Nosferatu’s Shadow Review

“Daviot has an intensity, a stare that draws you in, and a presence that demands your attention.” 5 stars

I have never been a fan of Dracula.  Vampires just don’t do anything for me; I’ve always preferred ghosts to their more physical horror counterparts.  I tried reading Dracula once and could never get through it.  And so I didn’t get round to watching the horror classic Nosferatu;  not until recently when I had a day in bed, ill, watching movies on Youtube.  I do like silent movies (The Lodger is beautiful work) and so I spent an afternoon watching a few, Nosferatu was one.

The story of the movie itself is a fascinating one- made and released but without paying royalties (it was an unlicensed version of Bram Stoker’s Dracula) it was sentenced to destruction, and yet enough prints survived it has become a masterpiece.

I have seen parts of Nosferatu’s Shadow, Michael Daviot’s biographical account of the life of Count Orlock actor Max Schrek, several times before when he has performed it at variety nights.  So I knew a certain amount of what to expect before going in.  One man theatre shows can be dull if you don’t have the right combination of actor, writer and topic.  Fortunately, this show had them all.

The play starts with Max’s death, a voice over gives part of a eulogy for the late actor and it is from there we get the life story of the thespian.  Starting with his youth and troubled relationship with his father, we proceed to his early film work, meeting his wife and spend time with him as he works on Nosferatu.  I have always thought of Schrek as a horror actor so I was surprised to learn this was the only horror movie he made.  He really did live his life in the shadow of this one film.

Had he lived longer, we may know more about him and his work, but he died whilst Hitler (whom Schrek is presented as hating) was growing his power base.  The play itself is fairly linear, which is a positive thing, as there is so much to cover a lesser writer may have been tempted to jump around more for “artistic reasons”.  Thankfully the script, also by solo actor Daviot, flows from one point in Schreks life to another seamlessly.  The play is punctuated at points by Daviot striking the famous shadow pose of Count Orlock to recite lines from the movie.  Being a silent film, this may be the first time many people hear these words spoken aloud and it is an interesting experiment to see how they may have been delivered.

▸ Objectives:
a – Rewrite the passage of the Nosferatu's Shadow review from "The story of" to "become a masterpiece.", putting "copies" in place of "prints".
b – Answer these questions about the Nosferatu's Shadow review:
(i) Which silent movie does the reviewer call beautiful work?
(ii) Which character did Max Schrek play in Nosferatu?
(iii) Who wrote the script of the play?

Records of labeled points
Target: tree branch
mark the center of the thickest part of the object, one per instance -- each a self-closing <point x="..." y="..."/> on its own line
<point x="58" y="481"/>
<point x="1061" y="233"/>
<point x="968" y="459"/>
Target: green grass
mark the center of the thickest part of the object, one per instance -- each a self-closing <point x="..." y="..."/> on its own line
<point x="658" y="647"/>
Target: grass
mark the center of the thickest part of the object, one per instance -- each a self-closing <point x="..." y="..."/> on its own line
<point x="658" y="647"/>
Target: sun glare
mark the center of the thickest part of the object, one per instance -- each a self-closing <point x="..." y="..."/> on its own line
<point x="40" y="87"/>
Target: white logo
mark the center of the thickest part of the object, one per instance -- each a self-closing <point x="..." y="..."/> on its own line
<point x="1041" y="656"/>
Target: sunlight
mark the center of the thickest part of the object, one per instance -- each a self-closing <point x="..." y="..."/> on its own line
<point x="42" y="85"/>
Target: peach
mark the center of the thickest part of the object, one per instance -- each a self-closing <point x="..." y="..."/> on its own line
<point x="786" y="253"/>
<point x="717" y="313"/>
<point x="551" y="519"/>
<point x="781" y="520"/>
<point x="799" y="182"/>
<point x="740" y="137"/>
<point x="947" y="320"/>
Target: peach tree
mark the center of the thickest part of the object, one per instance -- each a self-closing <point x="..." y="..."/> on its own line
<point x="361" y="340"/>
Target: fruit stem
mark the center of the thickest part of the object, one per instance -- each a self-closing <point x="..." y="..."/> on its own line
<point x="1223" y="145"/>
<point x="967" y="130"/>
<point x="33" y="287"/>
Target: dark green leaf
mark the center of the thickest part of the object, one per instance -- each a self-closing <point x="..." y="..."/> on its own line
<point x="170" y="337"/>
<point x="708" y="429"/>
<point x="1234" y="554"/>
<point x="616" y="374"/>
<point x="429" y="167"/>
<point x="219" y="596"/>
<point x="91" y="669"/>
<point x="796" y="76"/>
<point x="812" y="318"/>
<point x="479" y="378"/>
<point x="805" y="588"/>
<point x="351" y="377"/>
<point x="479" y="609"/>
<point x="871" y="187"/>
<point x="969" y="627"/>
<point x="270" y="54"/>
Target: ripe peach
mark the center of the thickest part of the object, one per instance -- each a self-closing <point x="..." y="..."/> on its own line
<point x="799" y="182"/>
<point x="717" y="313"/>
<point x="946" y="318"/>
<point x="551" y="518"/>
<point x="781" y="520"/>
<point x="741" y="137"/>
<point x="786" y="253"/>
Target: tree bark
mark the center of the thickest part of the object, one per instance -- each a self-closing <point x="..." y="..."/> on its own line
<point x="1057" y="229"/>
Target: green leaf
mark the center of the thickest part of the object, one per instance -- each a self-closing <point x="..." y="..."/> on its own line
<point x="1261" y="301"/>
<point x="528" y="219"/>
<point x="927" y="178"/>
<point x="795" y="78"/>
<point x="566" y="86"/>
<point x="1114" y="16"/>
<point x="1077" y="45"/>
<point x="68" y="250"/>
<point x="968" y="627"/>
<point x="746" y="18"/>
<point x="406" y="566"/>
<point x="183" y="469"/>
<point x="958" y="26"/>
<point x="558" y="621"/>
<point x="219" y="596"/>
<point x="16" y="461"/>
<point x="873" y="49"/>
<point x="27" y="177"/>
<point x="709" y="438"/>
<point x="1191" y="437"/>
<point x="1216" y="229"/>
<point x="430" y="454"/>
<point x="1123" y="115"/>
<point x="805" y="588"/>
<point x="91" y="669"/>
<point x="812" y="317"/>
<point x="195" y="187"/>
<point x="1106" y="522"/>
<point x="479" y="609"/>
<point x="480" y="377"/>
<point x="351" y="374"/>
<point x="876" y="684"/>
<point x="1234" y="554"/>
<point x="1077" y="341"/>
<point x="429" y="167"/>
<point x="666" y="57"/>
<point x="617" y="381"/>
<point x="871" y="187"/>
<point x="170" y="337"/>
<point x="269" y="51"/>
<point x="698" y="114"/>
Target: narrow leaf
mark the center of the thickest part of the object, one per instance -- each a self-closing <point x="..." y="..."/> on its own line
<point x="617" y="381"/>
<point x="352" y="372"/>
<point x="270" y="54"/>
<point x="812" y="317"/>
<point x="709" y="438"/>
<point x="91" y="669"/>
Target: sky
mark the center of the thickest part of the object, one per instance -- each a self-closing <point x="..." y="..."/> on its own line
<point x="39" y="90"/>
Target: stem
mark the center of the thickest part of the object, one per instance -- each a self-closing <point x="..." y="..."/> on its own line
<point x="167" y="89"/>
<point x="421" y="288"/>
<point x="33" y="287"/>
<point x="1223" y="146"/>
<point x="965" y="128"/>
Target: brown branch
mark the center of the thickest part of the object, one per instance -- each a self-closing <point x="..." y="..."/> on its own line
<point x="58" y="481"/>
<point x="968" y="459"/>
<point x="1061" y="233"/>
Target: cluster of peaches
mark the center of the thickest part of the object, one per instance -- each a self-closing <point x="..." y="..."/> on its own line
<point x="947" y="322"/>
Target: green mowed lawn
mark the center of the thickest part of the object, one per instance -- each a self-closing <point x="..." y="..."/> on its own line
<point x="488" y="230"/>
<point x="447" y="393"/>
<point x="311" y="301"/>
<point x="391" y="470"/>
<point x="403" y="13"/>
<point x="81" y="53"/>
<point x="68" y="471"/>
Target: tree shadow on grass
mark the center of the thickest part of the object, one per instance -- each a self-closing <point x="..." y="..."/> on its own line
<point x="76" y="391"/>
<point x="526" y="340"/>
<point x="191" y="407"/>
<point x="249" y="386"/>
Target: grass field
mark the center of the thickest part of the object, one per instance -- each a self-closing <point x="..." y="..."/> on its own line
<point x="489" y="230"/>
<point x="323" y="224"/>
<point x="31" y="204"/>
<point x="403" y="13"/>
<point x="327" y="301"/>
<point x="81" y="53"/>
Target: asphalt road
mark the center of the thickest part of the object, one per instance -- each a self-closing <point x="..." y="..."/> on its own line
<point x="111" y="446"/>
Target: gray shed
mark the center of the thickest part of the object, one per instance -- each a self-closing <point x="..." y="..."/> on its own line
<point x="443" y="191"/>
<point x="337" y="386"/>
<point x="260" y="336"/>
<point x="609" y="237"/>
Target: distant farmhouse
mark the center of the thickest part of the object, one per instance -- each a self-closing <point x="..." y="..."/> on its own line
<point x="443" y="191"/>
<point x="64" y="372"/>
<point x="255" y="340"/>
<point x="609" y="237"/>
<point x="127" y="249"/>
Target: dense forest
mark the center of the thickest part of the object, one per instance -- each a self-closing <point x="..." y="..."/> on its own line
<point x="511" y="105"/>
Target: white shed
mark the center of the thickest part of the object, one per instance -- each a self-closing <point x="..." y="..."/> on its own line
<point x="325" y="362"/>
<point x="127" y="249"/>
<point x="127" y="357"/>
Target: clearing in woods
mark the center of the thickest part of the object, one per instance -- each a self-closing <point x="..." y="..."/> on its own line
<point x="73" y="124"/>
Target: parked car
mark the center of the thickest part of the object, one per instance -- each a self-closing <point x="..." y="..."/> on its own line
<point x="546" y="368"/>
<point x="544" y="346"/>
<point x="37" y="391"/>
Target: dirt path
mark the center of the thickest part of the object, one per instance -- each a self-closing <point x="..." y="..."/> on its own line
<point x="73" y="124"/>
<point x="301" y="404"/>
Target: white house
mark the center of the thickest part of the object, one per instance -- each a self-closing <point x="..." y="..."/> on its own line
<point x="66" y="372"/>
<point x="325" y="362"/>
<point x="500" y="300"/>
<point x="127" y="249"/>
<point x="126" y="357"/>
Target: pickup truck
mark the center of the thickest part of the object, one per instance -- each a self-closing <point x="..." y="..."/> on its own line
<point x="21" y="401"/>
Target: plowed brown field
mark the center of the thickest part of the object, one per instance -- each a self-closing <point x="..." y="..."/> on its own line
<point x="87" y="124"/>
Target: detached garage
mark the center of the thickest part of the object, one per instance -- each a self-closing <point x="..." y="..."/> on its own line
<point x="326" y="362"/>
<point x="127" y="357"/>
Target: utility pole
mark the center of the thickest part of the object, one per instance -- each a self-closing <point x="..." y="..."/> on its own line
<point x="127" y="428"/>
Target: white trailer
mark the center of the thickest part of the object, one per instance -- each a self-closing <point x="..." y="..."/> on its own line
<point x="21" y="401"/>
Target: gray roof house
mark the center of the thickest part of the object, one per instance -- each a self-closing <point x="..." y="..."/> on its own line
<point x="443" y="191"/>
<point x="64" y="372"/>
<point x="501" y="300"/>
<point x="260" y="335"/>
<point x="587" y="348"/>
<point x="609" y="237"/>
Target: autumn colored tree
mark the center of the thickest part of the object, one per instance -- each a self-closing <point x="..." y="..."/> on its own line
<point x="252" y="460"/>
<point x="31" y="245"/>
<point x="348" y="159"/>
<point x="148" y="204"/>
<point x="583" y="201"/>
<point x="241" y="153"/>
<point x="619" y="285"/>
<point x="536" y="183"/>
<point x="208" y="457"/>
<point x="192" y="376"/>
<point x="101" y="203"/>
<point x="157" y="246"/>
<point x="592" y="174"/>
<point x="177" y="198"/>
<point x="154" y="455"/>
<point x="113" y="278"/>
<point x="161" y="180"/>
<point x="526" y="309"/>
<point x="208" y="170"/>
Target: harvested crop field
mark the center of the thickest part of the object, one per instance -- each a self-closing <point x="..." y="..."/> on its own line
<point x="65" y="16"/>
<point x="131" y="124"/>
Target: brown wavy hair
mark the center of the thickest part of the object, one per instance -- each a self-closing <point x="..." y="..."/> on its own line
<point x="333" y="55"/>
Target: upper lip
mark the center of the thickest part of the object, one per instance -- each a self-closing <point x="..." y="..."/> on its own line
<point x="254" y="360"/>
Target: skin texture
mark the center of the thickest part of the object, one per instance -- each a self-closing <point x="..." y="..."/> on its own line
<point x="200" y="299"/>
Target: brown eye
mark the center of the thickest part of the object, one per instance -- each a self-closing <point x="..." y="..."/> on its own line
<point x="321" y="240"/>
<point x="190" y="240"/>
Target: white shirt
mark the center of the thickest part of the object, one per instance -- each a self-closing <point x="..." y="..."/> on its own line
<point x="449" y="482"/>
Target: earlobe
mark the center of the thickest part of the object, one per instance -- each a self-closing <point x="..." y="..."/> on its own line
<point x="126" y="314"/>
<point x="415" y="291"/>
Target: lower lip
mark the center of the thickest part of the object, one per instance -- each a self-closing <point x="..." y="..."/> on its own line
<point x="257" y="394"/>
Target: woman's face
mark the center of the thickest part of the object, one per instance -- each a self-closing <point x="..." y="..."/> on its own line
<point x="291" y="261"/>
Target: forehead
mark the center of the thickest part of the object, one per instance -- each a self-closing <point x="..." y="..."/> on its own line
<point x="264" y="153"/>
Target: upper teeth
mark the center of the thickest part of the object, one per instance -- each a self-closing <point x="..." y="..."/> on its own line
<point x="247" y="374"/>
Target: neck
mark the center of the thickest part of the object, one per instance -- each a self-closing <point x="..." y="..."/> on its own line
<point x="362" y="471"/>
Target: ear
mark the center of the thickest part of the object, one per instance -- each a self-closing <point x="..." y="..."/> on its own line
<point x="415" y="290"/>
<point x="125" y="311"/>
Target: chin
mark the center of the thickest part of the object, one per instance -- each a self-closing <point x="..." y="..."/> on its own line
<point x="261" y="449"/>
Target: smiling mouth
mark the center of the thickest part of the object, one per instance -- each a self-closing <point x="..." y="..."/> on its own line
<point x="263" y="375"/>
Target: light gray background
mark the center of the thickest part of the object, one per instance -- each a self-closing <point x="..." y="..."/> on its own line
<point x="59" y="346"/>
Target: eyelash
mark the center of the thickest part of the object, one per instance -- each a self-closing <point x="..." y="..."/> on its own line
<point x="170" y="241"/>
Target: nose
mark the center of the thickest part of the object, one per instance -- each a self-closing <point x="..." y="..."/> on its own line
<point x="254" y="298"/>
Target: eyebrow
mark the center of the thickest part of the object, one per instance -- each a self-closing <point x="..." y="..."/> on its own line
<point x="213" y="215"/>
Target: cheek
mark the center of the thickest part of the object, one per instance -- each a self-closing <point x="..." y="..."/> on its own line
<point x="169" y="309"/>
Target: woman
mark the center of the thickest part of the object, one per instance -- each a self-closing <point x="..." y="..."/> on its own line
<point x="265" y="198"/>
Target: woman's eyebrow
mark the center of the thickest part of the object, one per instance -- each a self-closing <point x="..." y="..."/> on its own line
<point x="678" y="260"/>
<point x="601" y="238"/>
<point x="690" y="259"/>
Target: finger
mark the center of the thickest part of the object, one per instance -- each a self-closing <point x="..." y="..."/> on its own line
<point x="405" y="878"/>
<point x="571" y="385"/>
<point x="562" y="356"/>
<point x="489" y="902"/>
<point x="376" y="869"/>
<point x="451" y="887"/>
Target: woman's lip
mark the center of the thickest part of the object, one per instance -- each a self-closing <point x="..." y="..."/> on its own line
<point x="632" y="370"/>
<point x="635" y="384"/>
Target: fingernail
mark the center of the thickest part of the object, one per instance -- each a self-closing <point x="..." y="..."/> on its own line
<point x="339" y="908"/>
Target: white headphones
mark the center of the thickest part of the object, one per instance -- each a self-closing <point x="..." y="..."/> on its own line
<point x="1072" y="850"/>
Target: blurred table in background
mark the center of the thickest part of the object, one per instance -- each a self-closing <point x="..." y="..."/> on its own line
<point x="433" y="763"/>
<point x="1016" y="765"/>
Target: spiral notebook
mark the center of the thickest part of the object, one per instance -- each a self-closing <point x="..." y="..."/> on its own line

▸ Task-by-task solutions:
a –
The story of the movie itself is a fascinating one- made and released but without paying royalties (it was an unlicensed version of Bram Stoker’s Dracula) it was sentenced to destruction, and yet enough copies survived it has become a masterpiece.

b –
(i) The Lodger
(ii) Count Orlock
(iii) Michael Daviot, the solo actor